→ WHAT IS REQUIRED: Pick out each line of the material below that contains the word "instance" and copy those lines in full.

→ ROWS:
= = = = =

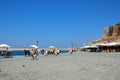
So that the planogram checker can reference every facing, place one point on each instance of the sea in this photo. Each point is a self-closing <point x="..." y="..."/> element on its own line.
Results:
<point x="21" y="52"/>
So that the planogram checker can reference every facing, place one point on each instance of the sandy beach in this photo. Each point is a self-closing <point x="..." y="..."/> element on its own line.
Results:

= = = = =

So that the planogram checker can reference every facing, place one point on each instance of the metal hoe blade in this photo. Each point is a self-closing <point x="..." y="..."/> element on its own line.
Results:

= = = = =

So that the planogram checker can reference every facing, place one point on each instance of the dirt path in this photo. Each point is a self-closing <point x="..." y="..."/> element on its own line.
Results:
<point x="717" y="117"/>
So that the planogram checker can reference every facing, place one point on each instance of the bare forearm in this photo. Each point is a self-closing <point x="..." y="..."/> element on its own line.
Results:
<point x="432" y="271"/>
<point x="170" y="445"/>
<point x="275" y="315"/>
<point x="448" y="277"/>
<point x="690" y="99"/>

= = = = =

→ REPLY:
So that the planogram checker can reference every facing, place one point on each instance of the sea in this photo. Each point is a self-closing <point x="..." y="..."/> element on its own line.
So that the planogram checker can reference every facing, place one point on each instance of the sandy beach in this photo. Each point is a self-closing <point x="..." y="..."/> element on its own line.
So that the planogram checker can reference every facing, place one point on each instance of the metal hoe blade in this photo. Each point is a self-closing <point x="..." y="..."/> element on its own line.
So that the planogram checker can reference every facing, place one point on each instance of the dirt path in this photo. Each point is a self-closing <point x="..." y="..."/> element on its own line.
So that the planogram checker can reference every facing, place one point on each instance of the bare forearm in this photo. Each point is a self-closing <point x="..." y="..."/> element on its own line.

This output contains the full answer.